● Set problem: Convert every line of the records below into a JSON list of strings, one string per line, with blank lines omitted. Leave the pictures out of the list.

● Given records:
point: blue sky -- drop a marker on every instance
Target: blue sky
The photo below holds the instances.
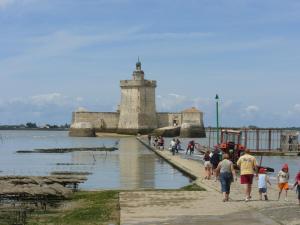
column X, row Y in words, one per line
column 59, row 55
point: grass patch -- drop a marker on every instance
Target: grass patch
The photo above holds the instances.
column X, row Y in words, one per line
column 192, row 187
column 85, row 208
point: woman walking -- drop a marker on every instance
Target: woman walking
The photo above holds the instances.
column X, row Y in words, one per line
column 227, row 172
column 207, row 165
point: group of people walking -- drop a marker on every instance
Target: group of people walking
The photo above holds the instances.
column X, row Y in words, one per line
column 220, row 166
column 247, row 164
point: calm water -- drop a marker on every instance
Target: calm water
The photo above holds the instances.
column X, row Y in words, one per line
column 275, row 162
column 132, row 166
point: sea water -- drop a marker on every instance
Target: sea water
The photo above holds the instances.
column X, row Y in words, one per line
column 133, row 166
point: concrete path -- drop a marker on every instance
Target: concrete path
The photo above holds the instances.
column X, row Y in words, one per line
column 204, row 207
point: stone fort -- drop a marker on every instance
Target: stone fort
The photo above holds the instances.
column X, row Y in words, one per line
column 137, row 114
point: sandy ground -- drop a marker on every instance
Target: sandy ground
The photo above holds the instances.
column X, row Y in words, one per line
column 205, row 207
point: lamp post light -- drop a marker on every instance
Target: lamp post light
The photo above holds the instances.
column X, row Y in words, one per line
column 217, row 115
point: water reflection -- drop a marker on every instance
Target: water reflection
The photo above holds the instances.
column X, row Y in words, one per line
column 132, row 166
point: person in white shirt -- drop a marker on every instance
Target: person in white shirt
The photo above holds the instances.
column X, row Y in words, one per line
column 263, row 180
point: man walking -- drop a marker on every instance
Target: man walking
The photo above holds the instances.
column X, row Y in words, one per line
column 248, row 167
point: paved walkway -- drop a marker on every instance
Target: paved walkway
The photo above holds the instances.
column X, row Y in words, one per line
column 204, row 207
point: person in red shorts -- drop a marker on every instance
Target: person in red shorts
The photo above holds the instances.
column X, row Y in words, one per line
column 283, row 180
column 248, row 167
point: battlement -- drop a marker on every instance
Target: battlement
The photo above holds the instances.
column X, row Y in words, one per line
column 137, row 83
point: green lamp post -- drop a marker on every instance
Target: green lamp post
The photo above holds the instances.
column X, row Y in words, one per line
column 217, row 115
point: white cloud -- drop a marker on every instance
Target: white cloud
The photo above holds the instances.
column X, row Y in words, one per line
column 297, row 108
column 41, row 100
column 6, row 3
column 81, row 109
column 252, row 109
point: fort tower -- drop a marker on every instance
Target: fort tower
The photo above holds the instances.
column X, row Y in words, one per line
column 137, row 107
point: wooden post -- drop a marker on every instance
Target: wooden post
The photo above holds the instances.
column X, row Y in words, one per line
column 209, row 135
column 257, row 139
column 246, row 138
column 270, row 140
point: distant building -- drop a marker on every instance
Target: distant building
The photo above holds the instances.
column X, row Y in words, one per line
column 137, row 113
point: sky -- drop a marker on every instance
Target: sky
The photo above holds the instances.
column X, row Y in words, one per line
column 58, row 56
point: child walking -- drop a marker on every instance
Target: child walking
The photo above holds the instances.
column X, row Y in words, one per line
column 297, row 185
column 283, row 180
column 263, row 180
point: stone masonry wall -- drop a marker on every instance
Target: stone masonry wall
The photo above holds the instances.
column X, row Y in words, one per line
column 106, row 121
column 165, row 119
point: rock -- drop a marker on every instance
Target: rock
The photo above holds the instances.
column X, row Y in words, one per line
column 167, row 131
column 189, row 130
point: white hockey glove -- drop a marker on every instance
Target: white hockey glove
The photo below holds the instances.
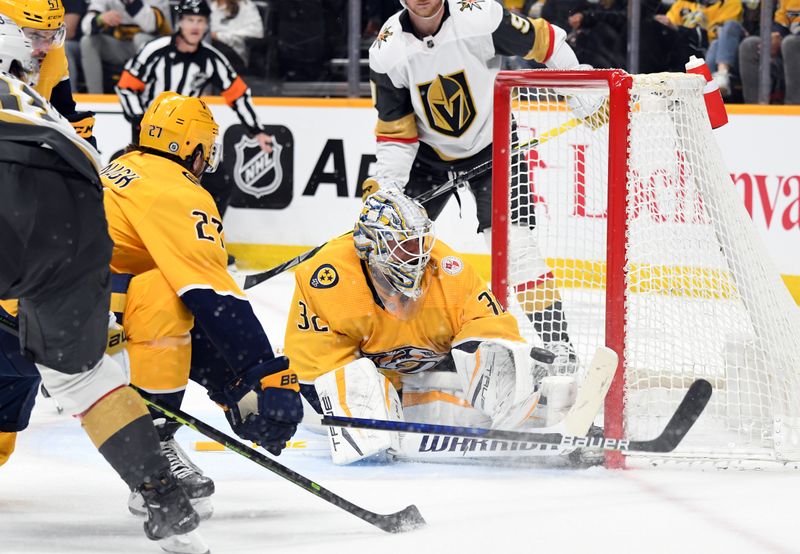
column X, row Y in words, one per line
column 591, row 109
column 358, row 389
column 499, row 379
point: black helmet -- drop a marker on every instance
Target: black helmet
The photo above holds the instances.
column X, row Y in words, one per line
column 192, row 7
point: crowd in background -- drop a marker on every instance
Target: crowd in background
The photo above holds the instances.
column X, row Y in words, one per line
column 271, row 41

● Written response:
[
  "point: blue sky -- drop a marker on every instance",
  "Target: blue sky",
  "The photo below holds the instances.",
  "column X, row Y in words, one per line",
  "column 59, row 55",
  "point: grass patch -- drop a marker on every instance",
  "Target: grass patch",
  "The photo above holds the instances.",
  "column X, row Y in words, one per line",
  "column 192, row 187",
  "column 85, row 208",
  "point: woman walking -- drop a marker on every instance",
  "Target: woman walking",
  "The photo above holds the instances.",
  "column X, row Y in words, one per line",
  "column 227, row 172",
  "column 207, row 165",
  "point: group of people walking -- drop a marker on every instance",
  "Target: group of people walking",
  "The photo above holds the instances.",
  "column X, row Y in words, one per line",
  "column 220, row 166",
  "column 247, row 164",
  "point: calm water -- drop a marker on every instance",
  "Target: calm water",
  "The photo above holds the instances.",
  "column X, row Y in words, one per line",
  "column 275, row 162",
  "column 132, row 166",
  "point: sea water -- drop a marker on every instance",
  "Target: sea water",
  "The photo above holds the instances.",
  "column X, row Y in words, one per line",
  "column 133, row 166",
  "point: concrete path -- drop a marker on every instance",
  "Target: concrete path",
  "The photo above holds the instances.",
  "column X, row Y in words, one per line",
  "column 204, row 207",
  "point: stone fort -- drop a marker on every instance",
  "Target: stone fort",
  "The photo above holds the instances.",
  "column X, row Y in words, one per line",
  "column 137, row 114",
  "point: sandy ground -- drop a marker on every instance",
  "Target: sandy ground",
  "The photo above holds the instances.",
  "column X, row Y in words, one per line",
  "column 205, row 207",
  "point: lamp post light -- drop a marker on every instance",
  "Target: lamp post light",
  "The photo above holds the instances.",
  "column X, row Y in words, one per line",
  "column 217, row 115",
  "point: water reflection -- drop a marker on every instance",
  "Target: water reflection",
  "The photo above holds the instances.",
  "column X, row Y in words, one per line",
  "column 132, row 166",
  "point: person in white shirt -- drop a marker on every instance",
  "Target: person in white shirt",
  "The photo above holds the instances.",
  "column X, row Y in words, one per line",
  "column 263, row 180",
  "point: man walking -- drop a marker on every instance",
  "Target: man walking",
  "The photo above holds the instances.",
  "column X, row Y in words, one per line",
  "column 248, row 167",
  "point: paved walkway -- drop a marker on every instance",
  "Target: paved walkway",
  "The photo above holds the instances.",
  "column X, row Y in words, one per line",
  "column 204, row 207",
  "point: person in red shorts -- drop a marker on every instance",
  "Target: person in red shorts",
  "The photo above holds the instances.",
  "column X, row Y in words, one per line",
  "column 283, row 180",
  "column 248, row 167",
  "point: battlement -- drop a marker on every instance",
  "Target: battlement",
  "The photo above holds the instances.",
  "column X, row Y in words, one per line",
  "column 137, row 83",
  "point: green lamp post -- drop a marker on every instance",
  "Target: green lamp post",
  "The photo above holds the instances.",
  "column X, row Y in words, one per line",
  "column 217, row 115",
  "point: white cloud -- drop a marker on every instance",
  "Target: white cloud",
  "The photo above holds the instances.",
  "column X, row Y in words, one per line",
  "column 297, row 108",
  "column 41, row 100",
  "column 6, row 3",
  "column 81, row 109",
  "column 252, row 109",
  "point: fort tower -- drop a marker on every instance",
  "Target: fort tower",
  "The photo above holds the instances.",
  "column X, row Y in words, one per line",
  "column 137, row 107",
  "point: wooden post -- drop a marker on every instance",
  "Target: wooden post",
  "The photo above holds the instances.",
  "column X, row Y in words, one per line",
  "column 209, row 135",
  "column 257, row 139",
  "column 246, row 138",
  "column 270, row 140",
  "point: distant building -- drop a marker on every instance",
  "Target: distant building",
  "The photo above holds the instances.",
  "column X, row Y in words, one per line",
  "column 137, row 113",
  "point: sky -- drop a marker on every instance",
  "Target: sky",
  "The photo above holds the instances.",
  "column X, row Y in words, one per line",
  "column 58, row 56",
  "point: child walking -- drop a marker on every instance",
  "Target: child walking",
  "The photo above holds the instances.",
  "column X, row Y in words, one per line",
  "column 297, row 185",
  "column 283, row 180",
  "column 263, row 180",
  "point: stone masonry wall -- drop a marker on every instance",
  "Target: stone masonry wall",
  "The photo above holds the instances.",
  "column X, row Y in words, one per line",
  "column 106, row 121",
  "column 165, row 119",
  "point: rock -- drop a marker on every instance",
  "Target: rock",
  "The photo above holds the instances.",
  "column X, row Y in words, one per line",
  "column 167, row 131",
  "column 189, row 130",
  "point: white hockey glove -- drop a marker on every instance",
  "Target: white hockey glove",
  "The photo below holds the instances.",
  "column X, row Y in words, one per line",
  "column 591, row 109",
  "column 358, row 389",
  "column 499, row 379",
  "point: black helmet -- drop a marker on every instance",
  "Target: black helmet",
  "The photo above holds the instances.",
  "column X, row Y in words, one per line",
  "column 192, row 7",
  "point: crowd in background -- drop a marker on every instance",
  "Target: crowd in background",
  "The photo above holds the instances.",
  "column X, row Y in words, one per line",
  "column 271, row 41"
]